Entries:
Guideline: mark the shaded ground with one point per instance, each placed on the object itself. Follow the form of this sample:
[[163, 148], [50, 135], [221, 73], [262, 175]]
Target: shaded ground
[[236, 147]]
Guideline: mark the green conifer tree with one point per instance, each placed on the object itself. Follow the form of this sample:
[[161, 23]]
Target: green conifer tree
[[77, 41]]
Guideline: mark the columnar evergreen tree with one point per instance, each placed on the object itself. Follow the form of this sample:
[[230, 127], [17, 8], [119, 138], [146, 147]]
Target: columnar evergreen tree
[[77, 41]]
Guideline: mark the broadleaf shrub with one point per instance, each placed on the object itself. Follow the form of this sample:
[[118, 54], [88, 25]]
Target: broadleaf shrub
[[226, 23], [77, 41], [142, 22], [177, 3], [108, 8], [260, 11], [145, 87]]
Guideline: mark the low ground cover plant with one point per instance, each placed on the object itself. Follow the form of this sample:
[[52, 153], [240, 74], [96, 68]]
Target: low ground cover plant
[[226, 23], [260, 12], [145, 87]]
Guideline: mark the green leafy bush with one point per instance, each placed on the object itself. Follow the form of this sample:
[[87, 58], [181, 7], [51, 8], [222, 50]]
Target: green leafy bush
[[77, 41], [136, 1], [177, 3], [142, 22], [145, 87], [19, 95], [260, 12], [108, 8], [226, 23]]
--
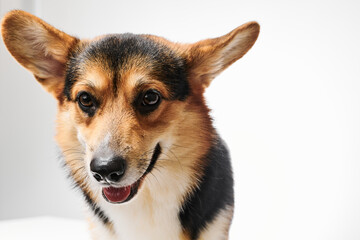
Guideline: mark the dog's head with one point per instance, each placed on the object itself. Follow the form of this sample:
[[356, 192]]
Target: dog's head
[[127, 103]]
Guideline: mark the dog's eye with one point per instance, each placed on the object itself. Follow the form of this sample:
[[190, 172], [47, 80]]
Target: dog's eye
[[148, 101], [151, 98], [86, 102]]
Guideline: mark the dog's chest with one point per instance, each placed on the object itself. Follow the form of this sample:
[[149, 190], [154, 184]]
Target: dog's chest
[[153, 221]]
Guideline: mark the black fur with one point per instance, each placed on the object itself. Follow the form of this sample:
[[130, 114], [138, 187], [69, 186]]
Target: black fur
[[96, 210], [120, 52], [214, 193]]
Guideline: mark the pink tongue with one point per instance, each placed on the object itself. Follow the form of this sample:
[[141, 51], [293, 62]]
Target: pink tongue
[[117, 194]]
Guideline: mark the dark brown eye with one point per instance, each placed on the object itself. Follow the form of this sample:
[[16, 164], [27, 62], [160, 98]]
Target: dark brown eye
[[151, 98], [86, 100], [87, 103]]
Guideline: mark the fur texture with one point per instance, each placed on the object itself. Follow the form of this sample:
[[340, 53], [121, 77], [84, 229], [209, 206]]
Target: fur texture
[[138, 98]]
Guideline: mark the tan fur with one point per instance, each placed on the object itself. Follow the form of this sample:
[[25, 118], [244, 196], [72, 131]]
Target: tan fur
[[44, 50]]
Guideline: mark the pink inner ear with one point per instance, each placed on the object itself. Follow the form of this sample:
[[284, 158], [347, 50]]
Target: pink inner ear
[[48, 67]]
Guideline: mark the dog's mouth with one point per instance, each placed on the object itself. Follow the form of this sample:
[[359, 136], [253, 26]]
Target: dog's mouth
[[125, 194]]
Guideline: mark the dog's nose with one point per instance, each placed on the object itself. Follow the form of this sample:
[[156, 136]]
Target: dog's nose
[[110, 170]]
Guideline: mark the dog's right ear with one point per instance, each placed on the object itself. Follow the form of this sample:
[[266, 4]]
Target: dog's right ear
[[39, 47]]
...
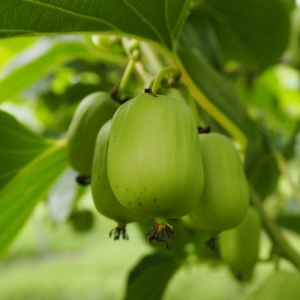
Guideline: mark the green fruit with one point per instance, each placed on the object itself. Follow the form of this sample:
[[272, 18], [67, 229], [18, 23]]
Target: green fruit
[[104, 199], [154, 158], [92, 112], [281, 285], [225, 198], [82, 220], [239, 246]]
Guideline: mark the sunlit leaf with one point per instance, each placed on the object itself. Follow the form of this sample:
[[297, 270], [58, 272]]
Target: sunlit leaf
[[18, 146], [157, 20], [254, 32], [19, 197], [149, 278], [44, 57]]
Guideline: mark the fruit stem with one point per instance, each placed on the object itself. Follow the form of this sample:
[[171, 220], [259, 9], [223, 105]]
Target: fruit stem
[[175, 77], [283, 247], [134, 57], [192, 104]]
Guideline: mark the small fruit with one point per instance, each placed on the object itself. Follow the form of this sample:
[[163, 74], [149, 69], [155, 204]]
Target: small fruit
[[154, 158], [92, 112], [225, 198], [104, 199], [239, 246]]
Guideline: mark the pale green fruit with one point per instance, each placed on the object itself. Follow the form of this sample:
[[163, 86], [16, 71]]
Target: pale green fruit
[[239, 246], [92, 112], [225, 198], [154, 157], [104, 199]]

Exercise objective: Pick out every line in the records above that contains the string "plant", with case counting.

Result of the exercise:
Guideline: mark the low ground cover plant with one point per instance, each placed on the object itself. Follow the form of this sample:
Target: low ground cover plant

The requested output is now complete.